=== Activity ===
In the records below, begin at the line containing "Does this scene include the purple" and end at the line containing "Does this scene include the coastal"; quote every line in that span exactly, including both boundary lines, and no others.

─── Listed records

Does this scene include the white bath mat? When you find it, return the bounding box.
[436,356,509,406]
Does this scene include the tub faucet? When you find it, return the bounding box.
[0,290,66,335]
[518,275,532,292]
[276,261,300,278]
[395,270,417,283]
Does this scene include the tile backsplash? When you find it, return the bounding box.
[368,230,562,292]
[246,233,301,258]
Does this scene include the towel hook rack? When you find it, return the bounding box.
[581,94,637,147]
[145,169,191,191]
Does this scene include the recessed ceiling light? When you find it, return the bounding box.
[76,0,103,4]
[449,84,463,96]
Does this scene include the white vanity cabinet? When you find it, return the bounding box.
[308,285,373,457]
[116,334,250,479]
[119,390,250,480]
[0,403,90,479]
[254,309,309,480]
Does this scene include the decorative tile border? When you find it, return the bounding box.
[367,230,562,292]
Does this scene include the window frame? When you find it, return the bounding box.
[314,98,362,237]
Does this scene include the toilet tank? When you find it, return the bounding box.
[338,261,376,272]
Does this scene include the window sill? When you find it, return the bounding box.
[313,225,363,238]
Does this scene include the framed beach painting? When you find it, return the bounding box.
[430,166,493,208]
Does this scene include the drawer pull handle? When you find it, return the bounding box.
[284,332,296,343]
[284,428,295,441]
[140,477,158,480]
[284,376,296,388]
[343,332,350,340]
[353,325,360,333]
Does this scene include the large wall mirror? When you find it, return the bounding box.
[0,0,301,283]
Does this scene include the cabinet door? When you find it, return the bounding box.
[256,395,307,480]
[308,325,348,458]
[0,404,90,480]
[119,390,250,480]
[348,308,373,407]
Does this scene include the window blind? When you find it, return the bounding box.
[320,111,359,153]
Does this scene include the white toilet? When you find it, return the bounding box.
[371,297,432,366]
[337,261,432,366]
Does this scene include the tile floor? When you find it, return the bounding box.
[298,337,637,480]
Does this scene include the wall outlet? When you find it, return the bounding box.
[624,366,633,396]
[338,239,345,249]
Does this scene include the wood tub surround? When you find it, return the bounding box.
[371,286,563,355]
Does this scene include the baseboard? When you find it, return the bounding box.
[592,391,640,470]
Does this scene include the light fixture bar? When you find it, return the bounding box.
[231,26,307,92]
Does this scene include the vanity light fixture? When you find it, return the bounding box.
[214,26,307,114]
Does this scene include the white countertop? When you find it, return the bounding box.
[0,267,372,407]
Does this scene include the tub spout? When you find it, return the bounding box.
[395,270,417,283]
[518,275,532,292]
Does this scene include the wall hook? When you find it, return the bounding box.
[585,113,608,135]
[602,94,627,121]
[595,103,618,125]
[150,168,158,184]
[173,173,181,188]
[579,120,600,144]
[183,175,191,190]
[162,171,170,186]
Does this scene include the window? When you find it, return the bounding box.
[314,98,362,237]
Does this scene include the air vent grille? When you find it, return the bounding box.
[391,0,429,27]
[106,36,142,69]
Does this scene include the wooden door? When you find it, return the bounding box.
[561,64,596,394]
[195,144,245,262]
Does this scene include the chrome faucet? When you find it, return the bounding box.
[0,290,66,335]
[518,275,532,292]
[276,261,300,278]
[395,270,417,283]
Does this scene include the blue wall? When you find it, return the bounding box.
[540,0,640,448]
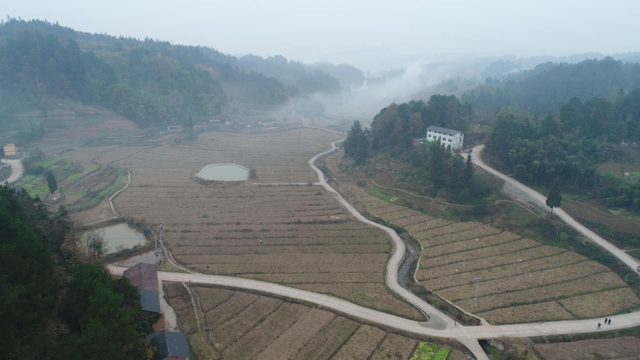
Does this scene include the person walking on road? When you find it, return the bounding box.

──────
─── Listed records

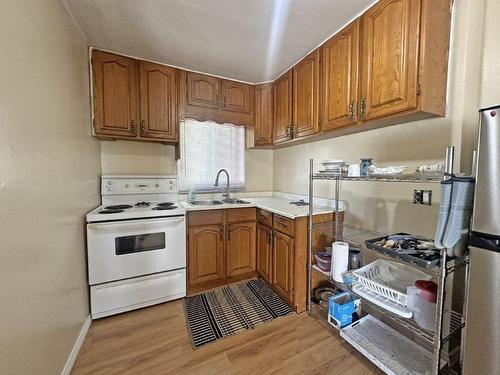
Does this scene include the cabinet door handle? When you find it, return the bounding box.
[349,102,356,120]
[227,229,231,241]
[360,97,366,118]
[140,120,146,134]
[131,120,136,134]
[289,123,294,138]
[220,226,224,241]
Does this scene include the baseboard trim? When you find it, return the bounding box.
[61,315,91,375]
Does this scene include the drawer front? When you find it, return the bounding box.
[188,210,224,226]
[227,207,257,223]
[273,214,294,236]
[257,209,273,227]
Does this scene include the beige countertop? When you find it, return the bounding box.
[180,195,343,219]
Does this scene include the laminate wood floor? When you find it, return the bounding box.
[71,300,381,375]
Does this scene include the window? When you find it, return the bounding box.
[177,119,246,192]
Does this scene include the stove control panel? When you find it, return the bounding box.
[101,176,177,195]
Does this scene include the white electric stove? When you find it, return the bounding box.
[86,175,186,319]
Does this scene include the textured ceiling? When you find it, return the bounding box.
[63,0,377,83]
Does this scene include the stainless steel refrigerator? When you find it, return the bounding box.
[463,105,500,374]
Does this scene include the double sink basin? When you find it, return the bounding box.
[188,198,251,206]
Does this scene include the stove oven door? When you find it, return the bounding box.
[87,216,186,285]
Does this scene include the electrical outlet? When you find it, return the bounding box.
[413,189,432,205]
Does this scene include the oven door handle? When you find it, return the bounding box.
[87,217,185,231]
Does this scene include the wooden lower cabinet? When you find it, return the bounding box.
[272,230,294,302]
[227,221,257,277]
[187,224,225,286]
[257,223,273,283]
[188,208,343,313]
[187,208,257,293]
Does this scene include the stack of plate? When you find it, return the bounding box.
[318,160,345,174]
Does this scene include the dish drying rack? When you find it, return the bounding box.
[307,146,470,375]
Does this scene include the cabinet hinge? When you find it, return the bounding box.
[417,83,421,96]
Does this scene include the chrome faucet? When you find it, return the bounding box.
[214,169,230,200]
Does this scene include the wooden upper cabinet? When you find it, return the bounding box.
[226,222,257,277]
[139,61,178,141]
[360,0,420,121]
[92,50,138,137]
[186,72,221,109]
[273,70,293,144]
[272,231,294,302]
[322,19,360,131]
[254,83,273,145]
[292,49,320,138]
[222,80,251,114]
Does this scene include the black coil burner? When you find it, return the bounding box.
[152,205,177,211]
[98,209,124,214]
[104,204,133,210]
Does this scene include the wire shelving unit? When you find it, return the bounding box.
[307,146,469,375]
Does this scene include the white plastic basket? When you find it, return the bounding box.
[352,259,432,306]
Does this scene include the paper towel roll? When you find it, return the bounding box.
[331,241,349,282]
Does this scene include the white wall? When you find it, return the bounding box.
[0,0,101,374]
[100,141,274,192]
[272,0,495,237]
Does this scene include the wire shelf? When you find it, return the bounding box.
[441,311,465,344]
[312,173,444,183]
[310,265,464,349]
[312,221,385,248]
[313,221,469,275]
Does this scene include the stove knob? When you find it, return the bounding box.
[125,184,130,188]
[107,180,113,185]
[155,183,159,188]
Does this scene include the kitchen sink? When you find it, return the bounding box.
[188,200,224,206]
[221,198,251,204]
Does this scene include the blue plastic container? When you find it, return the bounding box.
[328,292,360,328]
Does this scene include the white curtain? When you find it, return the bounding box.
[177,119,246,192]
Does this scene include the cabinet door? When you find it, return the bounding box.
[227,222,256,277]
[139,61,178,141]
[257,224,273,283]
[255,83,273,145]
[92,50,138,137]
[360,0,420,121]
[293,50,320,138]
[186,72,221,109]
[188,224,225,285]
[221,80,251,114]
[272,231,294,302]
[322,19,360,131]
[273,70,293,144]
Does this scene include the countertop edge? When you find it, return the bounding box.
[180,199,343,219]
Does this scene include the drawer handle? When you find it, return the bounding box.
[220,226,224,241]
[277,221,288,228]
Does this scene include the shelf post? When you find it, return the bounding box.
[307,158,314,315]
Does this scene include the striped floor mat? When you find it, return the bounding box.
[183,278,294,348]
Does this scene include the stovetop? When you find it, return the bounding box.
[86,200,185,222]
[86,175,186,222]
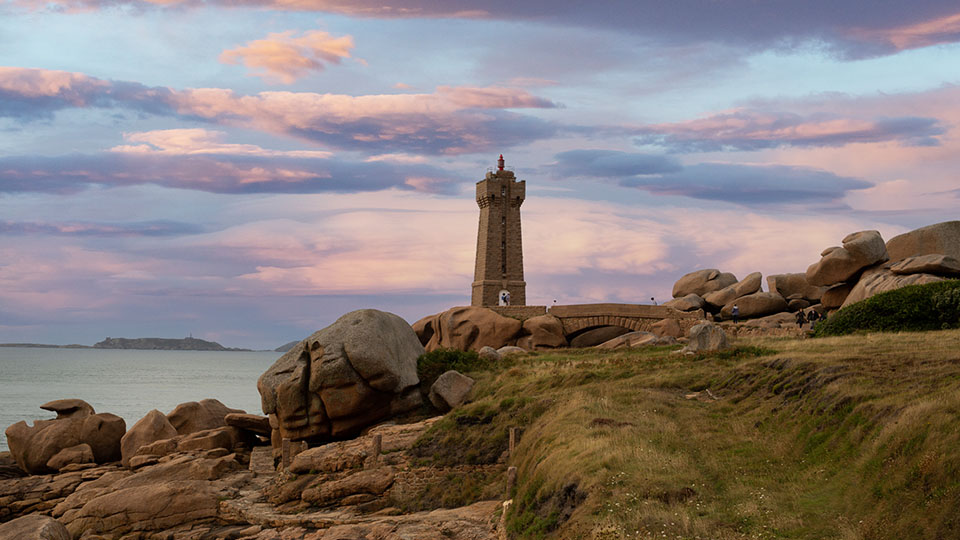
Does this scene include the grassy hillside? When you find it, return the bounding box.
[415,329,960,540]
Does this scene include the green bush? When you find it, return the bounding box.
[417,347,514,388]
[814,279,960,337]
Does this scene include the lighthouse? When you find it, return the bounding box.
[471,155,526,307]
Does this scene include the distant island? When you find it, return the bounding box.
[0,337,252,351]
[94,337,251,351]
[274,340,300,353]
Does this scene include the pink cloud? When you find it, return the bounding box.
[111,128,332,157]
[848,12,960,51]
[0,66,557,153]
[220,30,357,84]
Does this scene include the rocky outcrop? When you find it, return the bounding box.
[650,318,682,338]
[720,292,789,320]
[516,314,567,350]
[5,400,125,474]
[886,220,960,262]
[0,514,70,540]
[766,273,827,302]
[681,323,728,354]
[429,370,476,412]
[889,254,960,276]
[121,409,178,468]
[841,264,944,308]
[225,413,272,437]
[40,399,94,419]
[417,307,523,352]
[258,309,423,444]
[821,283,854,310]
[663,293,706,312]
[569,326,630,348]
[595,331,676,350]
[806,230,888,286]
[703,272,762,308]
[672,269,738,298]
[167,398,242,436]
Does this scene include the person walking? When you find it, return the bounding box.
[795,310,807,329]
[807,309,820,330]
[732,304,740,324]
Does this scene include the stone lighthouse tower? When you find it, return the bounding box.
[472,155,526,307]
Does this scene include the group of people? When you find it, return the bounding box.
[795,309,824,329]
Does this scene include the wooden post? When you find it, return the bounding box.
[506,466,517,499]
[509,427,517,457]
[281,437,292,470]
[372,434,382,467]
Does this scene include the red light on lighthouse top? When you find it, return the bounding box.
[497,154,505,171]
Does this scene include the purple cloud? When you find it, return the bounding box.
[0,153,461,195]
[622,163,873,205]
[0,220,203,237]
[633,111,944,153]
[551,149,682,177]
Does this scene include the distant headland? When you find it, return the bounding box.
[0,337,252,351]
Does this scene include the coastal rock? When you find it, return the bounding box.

──────

=== Worked solution ===
Does this scene include the purple cloud? When you find it, return the bounding box.
[0,153,461,195]
[622,163,873,205]
[0,220,203,237]
[633,111,944,153]
[551,149,682,177]
Does this scene include the distant headland? When you find it, return the bounding box.
[0,337,252,351]
Does this scene include the coastal rock? When you find it, return the bounding box.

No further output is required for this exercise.